Pages - Menu

Kisah Boeing 737 Surveiller TNI AU

Bicara airborne surveillante radar, tidak usah jauh-jauh. Di negeri ini pun ada barangnya. Masuk kategori top secret dan santer aroma intelijen. Tidak berlebihan, tapi begitulah profil Boeing B737-200 Surveiller.

Hari itu, 7 November 1972, kapal Jepang Akatsuki Maru mengangkut 1,7 ton limbah nuklir olahan dikawal sebuah kapal perang, bertolak dari Cherbourg, Prancis. Diperkirakan kapal tiba di pelabuhan Tokai, Jepang, awal Januari 1973. Sebagian besar negara yang akan dilalui, termasuk Indonesia, menyatakan protes keras. Kebocorannya bisa merusak lingkungan.

Menurut perhitungan, kapal akan memasuki perairan Indonesia pada 8 Desember. B737 AI-7303 Skadron Udara 5 TNI AU diperintahkan menyisir dari sebelah barat Sumatera sejak 6-15 Desember. Untunglah, kapal pengangkut limbah nuklir itu tidak memasuki wilayah ZEEI Indonesia.

Pernah juga B737 harus berhadapan dengan pesawat F-14 Tomcat dan F-18 Hornet AL AS yang berpangkalan di kapal induk. Cerita ini terjadi pada 4 Mei 2000 ketika B737 AI-7302 mendeteksi sebuah kapal induk pada posisi selatan Natuna dan barat Pontianak. Pesawat pun diturunkan ke ketinggian 15.000 kaki dan berupaya mendekati sampai jarak 12 knot untuk membuat foto. Kapal induk itu memberikan sinyal lampu (strobe light) agar B737 menjauh.

Disebabkan Captain-Pilot Mayor Pnb. Tamsil Gustari Malik ngeyel tidak mau mematuhi sinyal, kapal induk memberangkatkan dua F-14 dan dua F-18. Terjadilah sesuatu yang menggelikan. B737 dipaksa keluar dari areal latihan (wilayah RI) yang tengah digunakan tanpa izin oleh Armada VII.

Tak kalah menyedihkannya, adalah fakta bahwa Indonesia harus kehilangan 20 miliar dollar AS per tahun. Jumlah ini adalah akumulasi dari pencurian ikan, pasir laut, kayu, dan penyelundupan hasil bumi. Jumlahnya hampir setengah APBN, padahal kita punya Boeing 737 si pengawas maritim.

Tanpa bermaksud menghiperbolakan situasi, tapi kenyataan seperti ini bisa saja sewaktu-waktu kembali dihadapi Skadron 5. Namanya juga pesawat surveillance, operasional B737 sangat kental aroma intelijen. Badan-badan macam BAIS dan BIN, sangat akrab dengan sosok pesawat ini.

--- Selesaikan soal berikut ---
[1] Menurut teks tentang Boeing 737 Surveiller TNI AU, pada tanggal berapa B737 AI-7302 mendeteksi sebuah kapal induk di selatan Natuna?
[2] Teruskan teks tentang Boeing 737 Surveiller TNI AU mulai dari sesudah kalimat terakhirnya.

--- Baris data ---
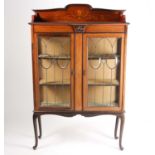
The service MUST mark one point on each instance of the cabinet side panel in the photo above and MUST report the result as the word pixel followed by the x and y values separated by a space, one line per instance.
pixel 35 72
pixel 78 72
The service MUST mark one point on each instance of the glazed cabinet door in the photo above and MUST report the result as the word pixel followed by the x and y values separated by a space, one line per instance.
pixel 54 81
pixel 103 72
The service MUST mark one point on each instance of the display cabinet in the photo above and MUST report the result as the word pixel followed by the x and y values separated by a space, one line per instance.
pixel 78 56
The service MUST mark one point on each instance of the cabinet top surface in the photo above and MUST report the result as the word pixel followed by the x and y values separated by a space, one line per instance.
pixel 78 13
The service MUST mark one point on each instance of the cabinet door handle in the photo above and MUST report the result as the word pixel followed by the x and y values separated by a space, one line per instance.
pixel 72 72
pixel 83 72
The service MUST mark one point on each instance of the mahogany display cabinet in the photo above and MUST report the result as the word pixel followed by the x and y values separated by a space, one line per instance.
pixel 79 56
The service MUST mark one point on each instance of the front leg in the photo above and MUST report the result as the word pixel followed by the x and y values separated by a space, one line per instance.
pixel 35 130
pixel 116 127
pixel 40 126
pixel 122 118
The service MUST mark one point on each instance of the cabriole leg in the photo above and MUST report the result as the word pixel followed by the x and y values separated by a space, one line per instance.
pixel 40 126
pixel 116 127
pixel 35 131
pixel 122 118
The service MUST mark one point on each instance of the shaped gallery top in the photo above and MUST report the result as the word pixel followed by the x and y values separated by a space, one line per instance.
pixel 78 13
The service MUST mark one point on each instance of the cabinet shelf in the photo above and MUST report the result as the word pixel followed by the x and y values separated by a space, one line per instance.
pixel 103 56
pixel 105 82
pixel 54 104
pixel 103 104
pixel 46 56
pixel 90 83
pixel 55 83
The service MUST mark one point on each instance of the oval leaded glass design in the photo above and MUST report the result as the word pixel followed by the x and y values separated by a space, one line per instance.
pixel 103 71
pixel 54 69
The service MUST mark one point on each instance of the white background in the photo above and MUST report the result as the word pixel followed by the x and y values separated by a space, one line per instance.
pixel 79 135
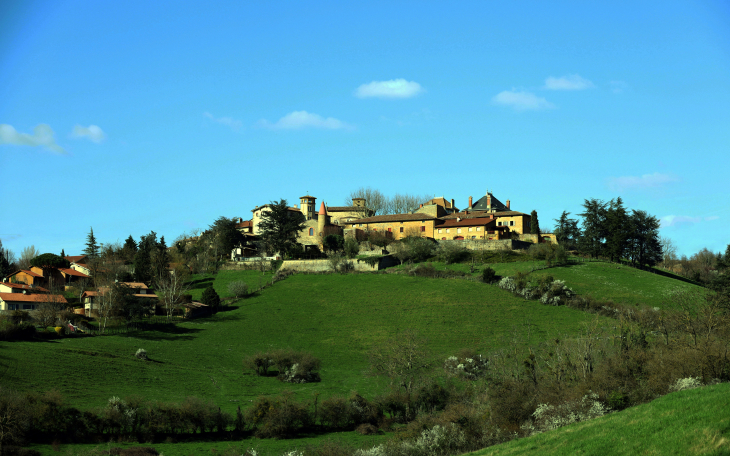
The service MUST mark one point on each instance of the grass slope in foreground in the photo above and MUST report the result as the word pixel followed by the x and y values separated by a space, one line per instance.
pixel 688 422
pixel 337 318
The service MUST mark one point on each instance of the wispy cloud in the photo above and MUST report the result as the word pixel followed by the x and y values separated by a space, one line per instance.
pixel 299 120
pixel 570 82
pixel 234 124
pixel 640 182
pixel 92 132
pixel 395 88
pixel 521 101
pixel 42 136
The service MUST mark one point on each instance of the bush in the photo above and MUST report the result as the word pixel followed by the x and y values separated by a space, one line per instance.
pixel 352 248
pixel 489 275
pixel 451 252
pixel 238 288
pixel 211 298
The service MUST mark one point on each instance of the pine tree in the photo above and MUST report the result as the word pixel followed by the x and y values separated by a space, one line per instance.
pixel 92 248
pixel 534 224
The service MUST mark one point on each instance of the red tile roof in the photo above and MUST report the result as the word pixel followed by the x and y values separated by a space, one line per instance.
pixel 73 272
pixel 23 286
pixel 20 297
pixel 392 218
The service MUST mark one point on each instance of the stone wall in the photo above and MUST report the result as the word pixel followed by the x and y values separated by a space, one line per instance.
pixel 480 244
pixel 325 266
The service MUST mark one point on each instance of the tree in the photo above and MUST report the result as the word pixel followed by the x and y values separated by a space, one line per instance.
pixel 375 202
pixel 279 227
pixel 211 298
pixel 92 248
pixel 594 227
pixel 26 255
pixel 129 249
pixel 618 230
pixel 645 248
pixel 567 232
pixel 225 237
pixel 534 223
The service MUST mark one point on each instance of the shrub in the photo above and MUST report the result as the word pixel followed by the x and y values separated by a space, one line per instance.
pixel 278 417
pixel 211 298
pixel 451 252
pixel 549 417
pixel 238 288
pixel 489 275
pixel 352 248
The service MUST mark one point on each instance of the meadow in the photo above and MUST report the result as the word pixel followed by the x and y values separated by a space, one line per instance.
pixel 337 318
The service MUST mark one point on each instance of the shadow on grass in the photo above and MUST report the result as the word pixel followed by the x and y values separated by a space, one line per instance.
pixel 165 331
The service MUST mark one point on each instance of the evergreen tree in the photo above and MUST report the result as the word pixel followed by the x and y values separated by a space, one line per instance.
pixel 129 249
pixel 534 224
pixel 645 247
pixel 594 227
pixel 279 227
pixel 211 298
pixel 143 258
pixel 618 230
pixel 567 232
pixel 92 248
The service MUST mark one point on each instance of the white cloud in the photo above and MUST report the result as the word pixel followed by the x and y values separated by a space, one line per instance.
pixel 570 82
pixel 234 124
pixel 521 101
pixel 299 120
pixel 42 136
pixel 618 86
pixel 395 88
pixel 644 181
pixel 92 131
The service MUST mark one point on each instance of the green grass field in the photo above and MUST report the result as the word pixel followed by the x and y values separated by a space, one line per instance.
pixel 692 422
pixel 337 318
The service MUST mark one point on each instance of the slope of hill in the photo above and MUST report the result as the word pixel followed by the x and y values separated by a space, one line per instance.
pixel 688 422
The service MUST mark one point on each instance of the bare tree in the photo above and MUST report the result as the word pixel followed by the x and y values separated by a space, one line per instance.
pixel 170 288
pixel 26 255
pixel 669 251
pixel 375 201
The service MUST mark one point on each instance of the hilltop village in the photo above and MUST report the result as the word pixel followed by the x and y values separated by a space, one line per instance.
pixel 486 219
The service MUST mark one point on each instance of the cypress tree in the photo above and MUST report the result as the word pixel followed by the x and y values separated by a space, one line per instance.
pixel 534 223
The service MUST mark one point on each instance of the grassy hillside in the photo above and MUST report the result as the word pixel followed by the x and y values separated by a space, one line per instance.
pixel 338 318
pixel 689 422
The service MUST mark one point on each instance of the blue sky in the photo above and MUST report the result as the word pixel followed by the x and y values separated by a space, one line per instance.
pixel 136 116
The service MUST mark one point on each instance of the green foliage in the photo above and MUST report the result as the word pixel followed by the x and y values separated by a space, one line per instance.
pixel 49 260
pixel 211 298
pixel 279 227
pixel 92 248
pixel 351 247
pixel 333 243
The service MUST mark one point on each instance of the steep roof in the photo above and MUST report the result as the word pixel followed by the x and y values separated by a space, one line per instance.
pixel 393 218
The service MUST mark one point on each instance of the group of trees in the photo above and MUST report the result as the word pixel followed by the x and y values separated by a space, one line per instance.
pixel 608 230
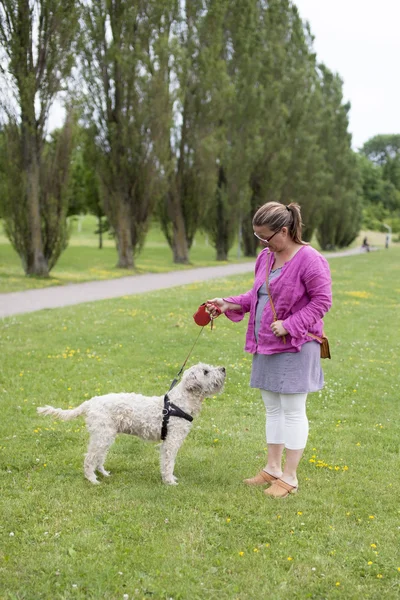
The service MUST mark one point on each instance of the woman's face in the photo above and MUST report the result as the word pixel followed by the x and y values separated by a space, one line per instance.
pixel 275 240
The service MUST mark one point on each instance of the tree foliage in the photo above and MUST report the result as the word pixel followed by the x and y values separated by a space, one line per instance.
pixel 38 39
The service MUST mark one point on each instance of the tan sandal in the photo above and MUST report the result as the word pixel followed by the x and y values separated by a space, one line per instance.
pixel 281 489
pixel 262 478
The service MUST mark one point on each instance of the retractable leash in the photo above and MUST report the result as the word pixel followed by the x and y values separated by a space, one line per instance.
pixel 201 317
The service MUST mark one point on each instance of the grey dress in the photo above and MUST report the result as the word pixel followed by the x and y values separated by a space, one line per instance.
pixel 286 372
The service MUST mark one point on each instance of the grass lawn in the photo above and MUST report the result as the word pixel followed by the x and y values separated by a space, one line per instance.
pixel 83 261
pixel 210 537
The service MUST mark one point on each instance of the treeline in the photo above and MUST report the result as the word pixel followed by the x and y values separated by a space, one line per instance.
pixel 194 113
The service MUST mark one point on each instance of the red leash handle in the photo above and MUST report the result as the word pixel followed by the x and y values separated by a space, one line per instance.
pixel 202 317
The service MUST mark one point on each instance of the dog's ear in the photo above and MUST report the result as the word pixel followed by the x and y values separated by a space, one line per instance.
pixel 192 384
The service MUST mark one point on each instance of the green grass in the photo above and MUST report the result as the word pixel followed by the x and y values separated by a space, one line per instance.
pixel 210 537
pixel 83 261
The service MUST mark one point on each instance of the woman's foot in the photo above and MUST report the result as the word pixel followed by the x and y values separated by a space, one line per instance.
pixel 281 489
pixel 262 478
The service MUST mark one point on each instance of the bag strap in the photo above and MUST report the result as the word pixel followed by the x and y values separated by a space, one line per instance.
pixel 316 337
pixel 270 297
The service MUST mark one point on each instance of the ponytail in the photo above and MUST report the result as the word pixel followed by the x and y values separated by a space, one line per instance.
pixel 276 215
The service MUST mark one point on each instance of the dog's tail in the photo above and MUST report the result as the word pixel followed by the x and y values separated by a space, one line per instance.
pixel 65 415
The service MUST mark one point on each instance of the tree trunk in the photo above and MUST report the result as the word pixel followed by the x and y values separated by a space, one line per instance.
pixel 124 237
pixel 180 248
pixel 36 263
pixel 100 232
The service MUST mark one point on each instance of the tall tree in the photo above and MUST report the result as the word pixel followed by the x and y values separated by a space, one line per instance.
pixel 38 39
pixel 115 36
pixel 341 203
pixel 184 48
pixel 289 166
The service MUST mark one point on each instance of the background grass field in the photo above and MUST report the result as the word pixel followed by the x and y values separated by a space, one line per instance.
pixel 83 261
pixel 210 537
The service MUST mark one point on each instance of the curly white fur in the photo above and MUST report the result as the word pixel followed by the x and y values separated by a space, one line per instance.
pixel 108 415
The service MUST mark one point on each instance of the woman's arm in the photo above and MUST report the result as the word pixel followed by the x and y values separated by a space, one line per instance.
pixel 318 285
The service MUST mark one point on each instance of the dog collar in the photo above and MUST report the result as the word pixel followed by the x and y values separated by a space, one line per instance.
pixel 171 410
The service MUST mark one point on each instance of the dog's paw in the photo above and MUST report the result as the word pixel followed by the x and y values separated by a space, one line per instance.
pixel 171 480
pixel 93 480
pixel 104 472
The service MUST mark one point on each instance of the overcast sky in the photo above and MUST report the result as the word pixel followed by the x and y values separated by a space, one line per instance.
pixel 360 40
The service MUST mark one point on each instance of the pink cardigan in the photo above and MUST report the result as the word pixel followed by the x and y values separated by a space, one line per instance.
pixel 301 294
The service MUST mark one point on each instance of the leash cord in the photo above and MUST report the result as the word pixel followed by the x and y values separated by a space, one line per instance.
pixel 175 380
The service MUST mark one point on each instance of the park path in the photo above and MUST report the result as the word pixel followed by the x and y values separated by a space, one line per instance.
pixel 15 303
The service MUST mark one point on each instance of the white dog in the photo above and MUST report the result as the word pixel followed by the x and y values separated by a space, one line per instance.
pixel 148 417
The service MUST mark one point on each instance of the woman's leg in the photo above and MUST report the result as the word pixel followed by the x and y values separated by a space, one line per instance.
pixel 295 433
pixel 275 439
pixel 274 429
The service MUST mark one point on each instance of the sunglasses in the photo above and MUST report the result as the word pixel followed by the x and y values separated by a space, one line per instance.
pixel 265 240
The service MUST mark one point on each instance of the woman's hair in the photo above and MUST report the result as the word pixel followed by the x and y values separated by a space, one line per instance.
pixel 276 216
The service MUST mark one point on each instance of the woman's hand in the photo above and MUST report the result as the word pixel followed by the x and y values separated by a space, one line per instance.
pixel 217 306
pixel 278 329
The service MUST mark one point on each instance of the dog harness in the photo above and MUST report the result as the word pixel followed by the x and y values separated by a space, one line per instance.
pixel 171 410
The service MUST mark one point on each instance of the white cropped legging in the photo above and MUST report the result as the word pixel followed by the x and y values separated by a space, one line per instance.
pixel 287 421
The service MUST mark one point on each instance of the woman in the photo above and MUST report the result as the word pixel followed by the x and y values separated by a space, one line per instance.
pixel 286 359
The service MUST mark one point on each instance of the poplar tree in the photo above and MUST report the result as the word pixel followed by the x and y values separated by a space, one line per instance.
pixel 341 205
pixel 115 38
pixel 38 41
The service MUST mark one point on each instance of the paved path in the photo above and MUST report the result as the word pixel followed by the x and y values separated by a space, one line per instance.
pixel 16 303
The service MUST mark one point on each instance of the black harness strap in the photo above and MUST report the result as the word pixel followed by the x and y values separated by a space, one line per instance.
pixel 171 410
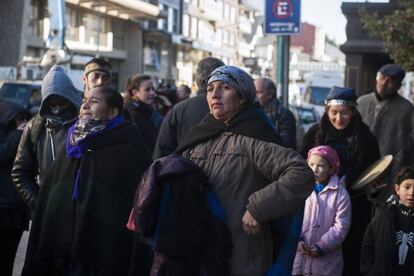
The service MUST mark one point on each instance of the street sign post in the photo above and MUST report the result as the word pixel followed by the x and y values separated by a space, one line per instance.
pixel 282 17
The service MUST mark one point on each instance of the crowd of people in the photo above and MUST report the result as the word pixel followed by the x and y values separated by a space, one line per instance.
pixel 215 186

--- Jawaban latihan ---
[1] 4 Mei 2000.

[2]
Skadron 5 yang berpangkalan di Lanud Hasanuddin, Ujung Pandang, menerima tiga Boeing B737-200 2X9 Surveiller untuk menggantikan Grumman UF-1 Albatioss. Pesawat berjulukan Camar Emas ini diberi registrasi AI-7301, AI-7302 dan AI-7303. Pengiriman pesawat yang dipesan April 1981 ini dilakukan secara maraton mulai dari 20 Mei 1982, 30 Juni 1983, dan 3 Oktober 1983. Dengan kekuatan tiga pesawat, berarti tiap pesawat harus melakukan pengintaian sepertiga wilayah Indonesia.

Tugas pokok Skadron 5 adalah, melakukan pengintaian udara strategis Eklusif Indonesia (ZEEI) dan jalur laut lintas damai. Informasi yang dihasilkan B737 sangat penting dalam masa perang dan damai. Kegiatan ekploitasi informasi dalam hubungannya dengan air power terdiri dari tiga hal. Yaitu informasi, reconnaissance, dan surveillance. Hubungan ketiga faktor ini dengan intelijen sangat erat.

Akhir dari informasi yang diproses pihak intelijen menjadi akses intelijen. Surveillance wilayah udara menjadi tanggung jawab Komando Pertahanan Udara Nasional (Kohanudnas), sedangkan pengoperasiannya langsung berada di bawah Markas Besar TNI.

TNI memiliki sumber surveillance darat, laut dan udara. Sayangnya, kemampuan ini belum digodok dalam suatu wadah Sistem Pengamatan Udara Terpadu Nasional (National Integrated Air Surveillance System). Tiap angkatan bertindak terpisah, padahal muaranya sama, Mabes TNI. Namun program (terintegrasi) ini bisa dirintis dengan mengaktifan organisasi, mengubah doktrin, dan merancang berbagai alternatif sistem dengan memanfaatkan BUMNIS Maritime surveillance dilakukan oleh Badan Koordinasi Keamanan Laut (Bakorkamla), Komando Operasi TNI AU II (Koopsau II) dan badan-badan sipil. Selain Skadron Udara 5, Penerbangan TNI AL di Lanudal Djuanda, Surabaya, juga mengoperasikan pesawat intai taktis N-22/24 Nomad Searchmaster-B serta NC-212.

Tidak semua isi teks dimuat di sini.